■ **GIVEN PROBLEM**
Reproduce the part of the material that opens with the line containing "Point out the russian" and closes with the line containing "(1189, 406)", with the requests, and shift every coordinate in the answers, x and y alike, up by 27.

■ **SUPPLIED RECORDS**

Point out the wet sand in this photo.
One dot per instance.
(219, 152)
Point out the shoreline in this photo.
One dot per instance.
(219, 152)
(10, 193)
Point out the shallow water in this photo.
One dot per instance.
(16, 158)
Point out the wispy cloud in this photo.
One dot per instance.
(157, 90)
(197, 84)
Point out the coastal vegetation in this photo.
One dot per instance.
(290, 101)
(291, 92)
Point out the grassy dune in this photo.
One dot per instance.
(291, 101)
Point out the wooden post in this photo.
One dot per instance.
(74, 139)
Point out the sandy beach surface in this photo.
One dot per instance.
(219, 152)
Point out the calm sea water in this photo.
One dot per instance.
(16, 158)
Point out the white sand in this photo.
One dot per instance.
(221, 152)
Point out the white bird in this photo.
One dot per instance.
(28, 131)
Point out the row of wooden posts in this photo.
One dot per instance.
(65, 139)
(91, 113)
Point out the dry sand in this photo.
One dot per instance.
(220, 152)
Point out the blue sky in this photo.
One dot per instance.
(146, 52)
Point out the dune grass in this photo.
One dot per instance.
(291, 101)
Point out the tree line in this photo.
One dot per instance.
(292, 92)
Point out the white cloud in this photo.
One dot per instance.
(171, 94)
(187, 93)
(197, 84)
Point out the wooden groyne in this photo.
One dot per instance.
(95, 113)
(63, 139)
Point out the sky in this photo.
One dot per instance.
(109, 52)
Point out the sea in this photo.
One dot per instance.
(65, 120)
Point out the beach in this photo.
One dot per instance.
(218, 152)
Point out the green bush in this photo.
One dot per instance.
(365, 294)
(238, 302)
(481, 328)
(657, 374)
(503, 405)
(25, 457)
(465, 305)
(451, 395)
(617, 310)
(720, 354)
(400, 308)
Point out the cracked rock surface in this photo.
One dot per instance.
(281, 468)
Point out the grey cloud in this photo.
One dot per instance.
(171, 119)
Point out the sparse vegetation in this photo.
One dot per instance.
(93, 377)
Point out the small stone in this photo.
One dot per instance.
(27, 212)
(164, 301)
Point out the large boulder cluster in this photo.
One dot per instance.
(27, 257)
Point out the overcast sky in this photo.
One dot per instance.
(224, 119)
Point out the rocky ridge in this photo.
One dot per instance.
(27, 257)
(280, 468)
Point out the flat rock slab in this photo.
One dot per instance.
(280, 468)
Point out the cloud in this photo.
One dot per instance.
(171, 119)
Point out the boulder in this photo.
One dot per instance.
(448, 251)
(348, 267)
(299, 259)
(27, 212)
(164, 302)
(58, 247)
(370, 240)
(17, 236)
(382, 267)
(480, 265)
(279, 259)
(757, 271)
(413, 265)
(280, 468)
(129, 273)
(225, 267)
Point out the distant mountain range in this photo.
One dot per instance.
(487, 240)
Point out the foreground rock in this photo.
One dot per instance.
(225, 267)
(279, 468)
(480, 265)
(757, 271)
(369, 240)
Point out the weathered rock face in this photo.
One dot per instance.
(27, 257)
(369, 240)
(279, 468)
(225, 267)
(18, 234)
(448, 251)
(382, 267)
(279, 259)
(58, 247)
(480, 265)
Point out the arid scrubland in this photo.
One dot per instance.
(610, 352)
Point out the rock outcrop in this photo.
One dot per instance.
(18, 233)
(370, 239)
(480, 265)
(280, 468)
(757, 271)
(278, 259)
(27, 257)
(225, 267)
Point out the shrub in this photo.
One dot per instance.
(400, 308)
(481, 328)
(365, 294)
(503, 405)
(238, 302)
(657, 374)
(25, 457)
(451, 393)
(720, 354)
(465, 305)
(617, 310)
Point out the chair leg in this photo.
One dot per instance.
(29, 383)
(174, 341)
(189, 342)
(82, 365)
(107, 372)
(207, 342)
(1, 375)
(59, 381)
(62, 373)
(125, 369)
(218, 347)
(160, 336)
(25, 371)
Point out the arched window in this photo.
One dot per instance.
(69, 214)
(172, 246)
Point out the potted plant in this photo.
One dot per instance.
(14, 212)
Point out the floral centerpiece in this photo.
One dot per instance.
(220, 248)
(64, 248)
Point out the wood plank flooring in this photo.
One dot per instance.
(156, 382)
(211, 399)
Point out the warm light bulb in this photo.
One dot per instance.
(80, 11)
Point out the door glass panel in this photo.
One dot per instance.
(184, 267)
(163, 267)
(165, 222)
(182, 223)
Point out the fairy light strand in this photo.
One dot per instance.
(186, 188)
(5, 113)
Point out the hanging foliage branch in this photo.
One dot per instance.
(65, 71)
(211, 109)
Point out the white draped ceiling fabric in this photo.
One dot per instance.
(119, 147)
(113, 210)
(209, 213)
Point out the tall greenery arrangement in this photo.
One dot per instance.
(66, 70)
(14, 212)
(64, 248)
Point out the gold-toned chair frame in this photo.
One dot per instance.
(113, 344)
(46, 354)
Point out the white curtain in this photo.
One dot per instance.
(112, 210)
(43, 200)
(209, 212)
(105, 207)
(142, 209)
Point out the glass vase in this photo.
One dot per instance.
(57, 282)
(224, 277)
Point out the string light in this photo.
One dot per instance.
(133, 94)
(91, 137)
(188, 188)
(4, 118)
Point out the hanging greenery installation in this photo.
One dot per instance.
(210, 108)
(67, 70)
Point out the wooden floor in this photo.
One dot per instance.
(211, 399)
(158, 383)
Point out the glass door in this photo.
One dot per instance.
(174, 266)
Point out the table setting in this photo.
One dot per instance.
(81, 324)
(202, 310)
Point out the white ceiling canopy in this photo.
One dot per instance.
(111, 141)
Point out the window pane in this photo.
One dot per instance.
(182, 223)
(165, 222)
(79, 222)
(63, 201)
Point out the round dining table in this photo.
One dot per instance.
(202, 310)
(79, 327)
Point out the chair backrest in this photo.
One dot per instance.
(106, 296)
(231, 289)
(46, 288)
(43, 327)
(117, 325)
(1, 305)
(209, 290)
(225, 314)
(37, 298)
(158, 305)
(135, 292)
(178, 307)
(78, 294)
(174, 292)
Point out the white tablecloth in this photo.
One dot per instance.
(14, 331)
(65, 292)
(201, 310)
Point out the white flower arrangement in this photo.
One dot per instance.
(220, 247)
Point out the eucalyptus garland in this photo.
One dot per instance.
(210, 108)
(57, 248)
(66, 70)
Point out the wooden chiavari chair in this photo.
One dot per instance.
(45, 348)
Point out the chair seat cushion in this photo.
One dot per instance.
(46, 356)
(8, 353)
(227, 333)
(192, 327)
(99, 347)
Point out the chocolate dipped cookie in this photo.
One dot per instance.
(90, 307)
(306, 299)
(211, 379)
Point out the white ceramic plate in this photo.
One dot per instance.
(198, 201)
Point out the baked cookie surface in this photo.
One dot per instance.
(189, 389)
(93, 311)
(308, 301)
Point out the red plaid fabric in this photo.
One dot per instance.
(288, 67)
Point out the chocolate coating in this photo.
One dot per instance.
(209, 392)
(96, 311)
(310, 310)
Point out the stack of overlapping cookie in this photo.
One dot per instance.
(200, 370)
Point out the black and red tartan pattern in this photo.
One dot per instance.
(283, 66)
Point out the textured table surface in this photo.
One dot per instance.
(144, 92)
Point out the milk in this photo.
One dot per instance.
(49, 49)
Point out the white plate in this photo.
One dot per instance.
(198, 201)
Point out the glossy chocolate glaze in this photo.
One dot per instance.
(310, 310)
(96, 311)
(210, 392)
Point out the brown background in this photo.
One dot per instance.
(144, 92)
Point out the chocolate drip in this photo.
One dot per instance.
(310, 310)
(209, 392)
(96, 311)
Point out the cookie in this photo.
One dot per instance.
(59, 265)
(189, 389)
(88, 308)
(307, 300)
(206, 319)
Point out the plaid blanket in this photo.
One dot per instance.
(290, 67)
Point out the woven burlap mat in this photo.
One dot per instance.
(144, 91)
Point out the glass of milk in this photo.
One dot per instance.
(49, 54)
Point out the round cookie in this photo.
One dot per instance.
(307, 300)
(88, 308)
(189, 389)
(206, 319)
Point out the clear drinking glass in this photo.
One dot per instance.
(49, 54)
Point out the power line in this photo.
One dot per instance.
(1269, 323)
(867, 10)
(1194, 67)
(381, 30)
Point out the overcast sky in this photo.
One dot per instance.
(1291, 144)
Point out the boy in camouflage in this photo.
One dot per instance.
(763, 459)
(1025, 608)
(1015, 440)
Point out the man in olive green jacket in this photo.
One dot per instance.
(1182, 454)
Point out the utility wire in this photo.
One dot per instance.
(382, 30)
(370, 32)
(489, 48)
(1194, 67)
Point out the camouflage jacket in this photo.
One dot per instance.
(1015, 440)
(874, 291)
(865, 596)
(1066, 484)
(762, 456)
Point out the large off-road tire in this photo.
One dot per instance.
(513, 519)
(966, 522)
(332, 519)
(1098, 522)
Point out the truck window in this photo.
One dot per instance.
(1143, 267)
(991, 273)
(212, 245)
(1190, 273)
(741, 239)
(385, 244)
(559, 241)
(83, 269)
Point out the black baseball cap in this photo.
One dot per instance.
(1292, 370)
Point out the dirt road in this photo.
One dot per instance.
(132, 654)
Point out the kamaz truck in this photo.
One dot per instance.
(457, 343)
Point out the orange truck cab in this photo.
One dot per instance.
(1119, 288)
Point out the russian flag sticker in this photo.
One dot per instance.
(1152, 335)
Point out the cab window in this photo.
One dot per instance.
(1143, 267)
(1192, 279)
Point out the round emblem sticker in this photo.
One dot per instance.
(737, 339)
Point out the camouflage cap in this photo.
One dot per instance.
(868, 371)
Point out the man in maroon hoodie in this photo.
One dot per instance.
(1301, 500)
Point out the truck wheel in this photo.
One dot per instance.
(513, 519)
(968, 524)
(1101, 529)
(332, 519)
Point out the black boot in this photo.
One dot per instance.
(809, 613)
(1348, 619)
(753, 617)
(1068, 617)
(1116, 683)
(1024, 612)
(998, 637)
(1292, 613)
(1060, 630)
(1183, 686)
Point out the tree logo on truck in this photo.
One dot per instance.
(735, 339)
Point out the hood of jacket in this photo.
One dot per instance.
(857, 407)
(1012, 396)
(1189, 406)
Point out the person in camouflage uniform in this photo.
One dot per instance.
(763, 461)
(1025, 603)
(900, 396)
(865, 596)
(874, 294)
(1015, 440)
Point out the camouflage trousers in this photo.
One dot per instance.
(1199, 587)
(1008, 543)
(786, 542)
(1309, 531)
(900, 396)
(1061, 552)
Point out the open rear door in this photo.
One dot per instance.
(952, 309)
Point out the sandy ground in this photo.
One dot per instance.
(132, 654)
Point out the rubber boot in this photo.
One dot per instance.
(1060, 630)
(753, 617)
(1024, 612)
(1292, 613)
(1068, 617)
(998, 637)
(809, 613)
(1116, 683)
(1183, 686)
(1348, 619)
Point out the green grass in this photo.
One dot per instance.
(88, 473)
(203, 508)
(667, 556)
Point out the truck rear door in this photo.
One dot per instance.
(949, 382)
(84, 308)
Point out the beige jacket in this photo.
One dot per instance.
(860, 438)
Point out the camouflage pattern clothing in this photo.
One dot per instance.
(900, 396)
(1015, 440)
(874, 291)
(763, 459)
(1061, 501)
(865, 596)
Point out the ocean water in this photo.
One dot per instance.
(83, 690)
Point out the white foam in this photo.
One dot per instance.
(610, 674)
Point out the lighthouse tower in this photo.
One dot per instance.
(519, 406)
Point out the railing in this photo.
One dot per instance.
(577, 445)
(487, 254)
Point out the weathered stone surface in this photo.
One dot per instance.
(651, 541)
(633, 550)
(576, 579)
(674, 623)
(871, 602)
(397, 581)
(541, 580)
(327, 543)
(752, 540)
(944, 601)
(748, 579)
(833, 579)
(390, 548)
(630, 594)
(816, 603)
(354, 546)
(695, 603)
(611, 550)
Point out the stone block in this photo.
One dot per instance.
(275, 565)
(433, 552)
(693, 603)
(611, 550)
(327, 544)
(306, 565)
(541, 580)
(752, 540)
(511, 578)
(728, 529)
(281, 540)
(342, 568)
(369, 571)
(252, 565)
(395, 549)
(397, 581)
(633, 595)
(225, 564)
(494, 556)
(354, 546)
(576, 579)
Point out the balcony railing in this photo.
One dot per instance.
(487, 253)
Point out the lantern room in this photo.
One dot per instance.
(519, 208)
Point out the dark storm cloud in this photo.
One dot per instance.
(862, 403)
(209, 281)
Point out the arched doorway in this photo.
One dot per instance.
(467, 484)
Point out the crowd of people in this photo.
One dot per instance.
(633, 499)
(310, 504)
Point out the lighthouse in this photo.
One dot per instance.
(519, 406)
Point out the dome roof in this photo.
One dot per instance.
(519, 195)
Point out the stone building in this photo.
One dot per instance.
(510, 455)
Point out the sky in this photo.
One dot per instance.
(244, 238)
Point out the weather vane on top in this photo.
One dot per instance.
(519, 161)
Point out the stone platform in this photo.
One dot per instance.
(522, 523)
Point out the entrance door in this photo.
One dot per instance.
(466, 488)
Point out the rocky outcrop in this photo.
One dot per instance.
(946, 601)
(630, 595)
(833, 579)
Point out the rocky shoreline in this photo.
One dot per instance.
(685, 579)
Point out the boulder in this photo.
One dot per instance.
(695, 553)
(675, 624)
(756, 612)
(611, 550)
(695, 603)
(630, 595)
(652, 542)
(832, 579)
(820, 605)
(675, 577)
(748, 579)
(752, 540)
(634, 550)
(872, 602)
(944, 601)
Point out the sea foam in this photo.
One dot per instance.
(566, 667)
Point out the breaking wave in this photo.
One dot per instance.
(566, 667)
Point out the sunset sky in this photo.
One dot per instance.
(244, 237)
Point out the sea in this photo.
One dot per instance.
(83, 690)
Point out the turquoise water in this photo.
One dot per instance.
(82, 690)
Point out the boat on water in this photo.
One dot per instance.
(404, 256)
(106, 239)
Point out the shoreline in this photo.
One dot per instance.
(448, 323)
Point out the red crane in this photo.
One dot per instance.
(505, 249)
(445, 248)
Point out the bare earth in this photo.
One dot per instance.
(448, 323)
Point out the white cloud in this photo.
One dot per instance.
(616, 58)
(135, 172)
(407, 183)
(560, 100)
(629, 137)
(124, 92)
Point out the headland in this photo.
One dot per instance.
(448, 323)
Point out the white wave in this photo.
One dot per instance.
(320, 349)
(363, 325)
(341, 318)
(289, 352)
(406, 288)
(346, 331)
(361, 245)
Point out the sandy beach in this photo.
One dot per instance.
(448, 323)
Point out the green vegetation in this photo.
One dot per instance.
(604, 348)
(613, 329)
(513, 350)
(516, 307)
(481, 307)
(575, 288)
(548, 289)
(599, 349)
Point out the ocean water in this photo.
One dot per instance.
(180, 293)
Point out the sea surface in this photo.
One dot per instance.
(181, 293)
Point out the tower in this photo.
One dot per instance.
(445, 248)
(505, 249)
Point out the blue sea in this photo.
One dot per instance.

■ **SOLUTION**
Point out the russian flag sticker in this photo.
One dot per instance.
(1179, 362)
Point out the cab window in this photo.
One dot per instance.
(1170, 294)
(1219, 306)
Point out the round emblem sticker in this photo.
One dot per instance.
(764, 366)
Point out the camouflage cap in this photo.
One dot per instance.
(895, 398)
Point out the man in maroon hoodie in this photo.
One dot per instance.
(1328, 527)
Point out the truck wheel in this photo.
One dot per instance.
(540, 546)
(995, 551)
(1128, 556)
(359, 546)
Point out the black boot in this photo.
One dot per instance.
(836, 640)
(1375, 646)
(780, 644)
(1095, 644)
(1143, 710)
(1051, 639)
(1025, 664)
(1319, 640)
(1087, 657)
(1210, 713)
Point out the tree logo on truck in this photo.
One dot per instance.
(762, 366)
Point out the hood of jacket in this photo.
One dot per instance.
(884, 434)
(1039, 423)
(1216, 433)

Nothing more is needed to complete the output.